◆ EXCERPTED TEXT ◆
◆ ◆ ◆ ◆

Thread: performance of copy_from() vs. raw COPY command

performance of copy_from() vs. raw COPY command

From

Daniel Lenski

Date:

24 June 2011, 18:39:43

Hi,
I'm using Postgre's COPY feature to populate a large table (~500M
rows, 100 GB) with frequent updates from CSV text files.  Currently
I'm using psycopg's copy_expert():

     cur.copy_expert("COPY Table (c1, c2, ...) FROM STDIN WITH CSV",
open(filename))

This avoids any issue with client vs. server file permissions, but I'm
wondering if it carries a significant performance penalty by reading
the text file at the Python level rather than the OS level.  Instead I
could do:

     cur.execute("COPY Table (c1, c2, ...) FROM $$%s$$ WITH CSV" % fn)

Of course, this opens up a whole host of permissions and security
issues.  Is there any reason to believe that the Python file interface
significantly slows down COPY FROM?

Thanks,
Dan

Re: performance of copy_from() vs. raw COPY command

From

Federico Di Gregorio

Date:

25 June 2011, 16:54:34

On 24/06/11 20:38, Daniel Lenski wrote:
> I'm using Postgre's COPY feature to populate a large table (~500M
> rows, 100 GB) with frequent updates from CSV text files.  Currently
> I'm using psycopg's copy_expert():
>
>      cur.copy_expert("COPY Table (c1, c2, ...) FROM STDIN WITH CSV",
> open(filename))

◆ ◆ ◆ ◆

◆ RECORDS ◆

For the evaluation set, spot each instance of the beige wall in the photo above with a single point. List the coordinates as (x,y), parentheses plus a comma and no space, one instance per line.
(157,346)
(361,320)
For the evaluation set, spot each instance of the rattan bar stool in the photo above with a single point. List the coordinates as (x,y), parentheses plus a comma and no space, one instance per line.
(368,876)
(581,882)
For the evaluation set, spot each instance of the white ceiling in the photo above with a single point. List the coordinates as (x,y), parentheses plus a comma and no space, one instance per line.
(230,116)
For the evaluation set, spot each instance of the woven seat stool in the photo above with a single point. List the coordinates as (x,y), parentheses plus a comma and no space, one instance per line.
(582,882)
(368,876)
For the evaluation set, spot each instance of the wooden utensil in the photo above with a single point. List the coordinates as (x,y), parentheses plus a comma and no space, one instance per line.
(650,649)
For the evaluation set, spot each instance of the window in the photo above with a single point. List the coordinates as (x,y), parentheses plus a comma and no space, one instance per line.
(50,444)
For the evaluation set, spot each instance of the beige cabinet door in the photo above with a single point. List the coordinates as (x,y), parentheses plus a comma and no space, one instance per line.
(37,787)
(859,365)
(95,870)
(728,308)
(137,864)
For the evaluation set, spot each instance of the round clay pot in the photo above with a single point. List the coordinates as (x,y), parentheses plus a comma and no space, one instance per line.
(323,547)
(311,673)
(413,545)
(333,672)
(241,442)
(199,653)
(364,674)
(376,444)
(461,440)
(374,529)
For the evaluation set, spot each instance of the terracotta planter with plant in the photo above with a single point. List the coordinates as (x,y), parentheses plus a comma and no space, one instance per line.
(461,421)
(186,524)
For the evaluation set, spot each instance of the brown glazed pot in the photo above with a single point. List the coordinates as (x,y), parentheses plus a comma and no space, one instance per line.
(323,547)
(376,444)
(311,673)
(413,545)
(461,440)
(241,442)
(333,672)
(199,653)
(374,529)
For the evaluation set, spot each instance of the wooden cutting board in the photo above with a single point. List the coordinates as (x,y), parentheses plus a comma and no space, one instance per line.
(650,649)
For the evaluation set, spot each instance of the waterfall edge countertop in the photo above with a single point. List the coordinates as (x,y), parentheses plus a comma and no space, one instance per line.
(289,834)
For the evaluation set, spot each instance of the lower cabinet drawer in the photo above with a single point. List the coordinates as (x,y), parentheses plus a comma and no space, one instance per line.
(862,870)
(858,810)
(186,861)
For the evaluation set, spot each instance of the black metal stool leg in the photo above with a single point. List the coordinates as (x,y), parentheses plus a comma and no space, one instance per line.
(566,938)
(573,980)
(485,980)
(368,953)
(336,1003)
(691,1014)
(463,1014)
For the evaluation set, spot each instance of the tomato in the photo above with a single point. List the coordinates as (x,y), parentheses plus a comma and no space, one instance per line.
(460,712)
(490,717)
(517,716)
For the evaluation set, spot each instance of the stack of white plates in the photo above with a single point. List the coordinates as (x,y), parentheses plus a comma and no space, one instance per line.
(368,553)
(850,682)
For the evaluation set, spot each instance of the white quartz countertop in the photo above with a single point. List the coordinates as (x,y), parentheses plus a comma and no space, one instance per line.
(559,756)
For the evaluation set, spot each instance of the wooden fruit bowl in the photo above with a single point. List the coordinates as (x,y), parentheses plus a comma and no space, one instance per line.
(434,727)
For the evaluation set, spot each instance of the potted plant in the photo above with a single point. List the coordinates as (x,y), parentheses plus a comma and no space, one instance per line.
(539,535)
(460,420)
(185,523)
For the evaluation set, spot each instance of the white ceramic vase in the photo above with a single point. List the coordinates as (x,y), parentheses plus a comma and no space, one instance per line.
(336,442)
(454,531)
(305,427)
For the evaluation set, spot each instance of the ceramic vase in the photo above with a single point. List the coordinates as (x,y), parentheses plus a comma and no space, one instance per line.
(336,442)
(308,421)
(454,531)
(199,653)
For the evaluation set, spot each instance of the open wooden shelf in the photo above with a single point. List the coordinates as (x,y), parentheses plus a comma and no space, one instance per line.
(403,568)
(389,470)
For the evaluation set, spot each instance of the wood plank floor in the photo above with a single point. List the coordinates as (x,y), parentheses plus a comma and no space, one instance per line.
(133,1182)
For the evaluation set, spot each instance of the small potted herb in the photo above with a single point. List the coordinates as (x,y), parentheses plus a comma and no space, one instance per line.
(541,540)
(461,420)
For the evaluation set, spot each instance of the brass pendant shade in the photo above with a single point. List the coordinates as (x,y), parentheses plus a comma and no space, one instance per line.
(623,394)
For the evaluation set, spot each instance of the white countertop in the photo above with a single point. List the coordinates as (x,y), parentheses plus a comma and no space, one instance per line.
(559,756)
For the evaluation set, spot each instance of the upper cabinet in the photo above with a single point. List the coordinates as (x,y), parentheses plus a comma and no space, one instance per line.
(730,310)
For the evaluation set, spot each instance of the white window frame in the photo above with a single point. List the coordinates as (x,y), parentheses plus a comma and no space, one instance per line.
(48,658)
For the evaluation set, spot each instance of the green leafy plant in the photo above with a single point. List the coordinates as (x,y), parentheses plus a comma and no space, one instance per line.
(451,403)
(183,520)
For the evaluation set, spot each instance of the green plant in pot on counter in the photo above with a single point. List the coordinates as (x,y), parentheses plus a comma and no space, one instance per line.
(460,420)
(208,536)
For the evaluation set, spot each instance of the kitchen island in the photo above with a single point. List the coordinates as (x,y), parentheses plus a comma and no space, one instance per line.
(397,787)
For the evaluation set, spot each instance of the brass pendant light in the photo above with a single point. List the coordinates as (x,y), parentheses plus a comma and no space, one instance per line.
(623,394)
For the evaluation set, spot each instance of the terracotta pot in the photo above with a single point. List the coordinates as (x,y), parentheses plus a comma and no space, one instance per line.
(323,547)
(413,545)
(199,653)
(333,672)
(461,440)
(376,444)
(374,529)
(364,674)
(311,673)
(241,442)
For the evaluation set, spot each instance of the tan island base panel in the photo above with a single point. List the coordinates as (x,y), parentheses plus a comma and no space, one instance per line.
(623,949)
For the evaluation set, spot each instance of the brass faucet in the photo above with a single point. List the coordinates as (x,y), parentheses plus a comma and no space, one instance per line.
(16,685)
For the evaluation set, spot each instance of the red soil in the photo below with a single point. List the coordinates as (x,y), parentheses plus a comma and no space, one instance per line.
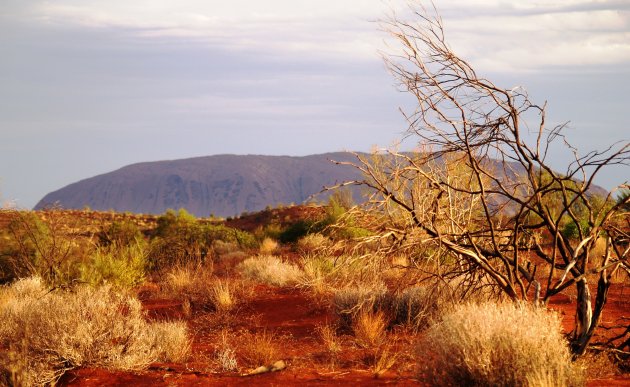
(293,318)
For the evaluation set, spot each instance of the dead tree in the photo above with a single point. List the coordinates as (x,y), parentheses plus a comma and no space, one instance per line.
(481,189)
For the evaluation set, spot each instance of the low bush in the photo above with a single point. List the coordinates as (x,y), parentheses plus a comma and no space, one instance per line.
(180,239)
(258,349)
(51,332)
(369,328)
(271,270)
(497,344)
(268,246)
(121,265)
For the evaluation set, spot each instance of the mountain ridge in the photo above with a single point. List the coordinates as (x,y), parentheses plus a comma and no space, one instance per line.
(223,185)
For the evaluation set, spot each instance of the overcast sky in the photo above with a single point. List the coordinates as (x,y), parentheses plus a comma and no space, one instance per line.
(88,86)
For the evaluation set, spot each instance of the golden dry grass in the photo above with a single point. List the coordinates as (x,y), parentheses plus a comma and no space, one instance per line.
(497,344)
(370,328)
(50,332)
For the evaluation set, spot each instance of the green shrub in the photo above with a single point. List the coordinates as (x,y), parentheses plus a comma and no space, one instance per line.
(180,239)
(48,249)
(494,344)
(119,265)
(121,233)
(295,231)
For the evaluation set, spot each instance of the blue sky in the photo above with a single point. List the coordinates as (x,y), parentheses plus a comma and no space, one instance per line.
(90,86)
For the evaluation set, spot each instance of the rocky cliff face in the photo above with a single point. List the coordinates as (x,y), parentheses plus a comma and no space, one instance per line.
(223,185)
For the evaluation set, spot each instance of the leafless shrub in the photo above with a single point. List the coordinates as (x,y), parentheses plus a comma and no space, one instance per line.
(478,195)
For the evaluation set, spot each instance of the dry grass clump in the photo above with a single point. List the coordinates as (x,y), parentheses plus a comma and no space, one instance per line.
(196,284)
(182,280)
(268,246)
(369,328)
(269,269)
(349,302)
(222,295)
(258,349)
(312,242)
(50,332)
(225,354)
(330,339)
(497,344)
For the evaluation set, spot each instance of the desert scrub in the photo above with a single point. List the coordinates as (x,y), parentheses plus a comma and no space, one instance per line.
(349,302)
(497,344)
(268,246)
(269,269)
(312,242)
(260,348)
(55,331)
(369,328)
(121,265)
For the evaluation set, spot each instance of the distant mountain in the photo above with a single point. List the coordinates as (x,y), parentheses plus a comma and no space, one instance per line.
(223,185)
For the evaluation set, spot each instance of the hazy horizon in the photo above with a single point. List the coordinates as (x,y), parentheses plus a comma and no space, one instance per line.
(92,86)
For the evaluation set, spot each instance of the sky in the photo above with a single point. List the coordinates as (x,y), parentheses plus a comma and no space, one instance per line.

◆ ◆ ◆ ◆

◆ PROBLEM TO SOLVE ◆
Reproduce the thread on COPY performance, everything from "This avoids any" down to "down COPY FROM?", changing "permissions" to "access rights".

◆ THE ANSWER ◆
This avoids any issue with client vs. server file access rights, but I'm
wondering if it carries a significant performance penalty by reading
the text file at the Python level rather than the OS level.  Instead I
could do:

     cur.execute("COPY Table (c1, c2, ...) FROM $$%s$$ WITH CSV" % fn)

Of course, this opens up a whole host of access rights and security
issues.  Is there any reason to believe that the Python file interface
significantly slows down COPY FROM?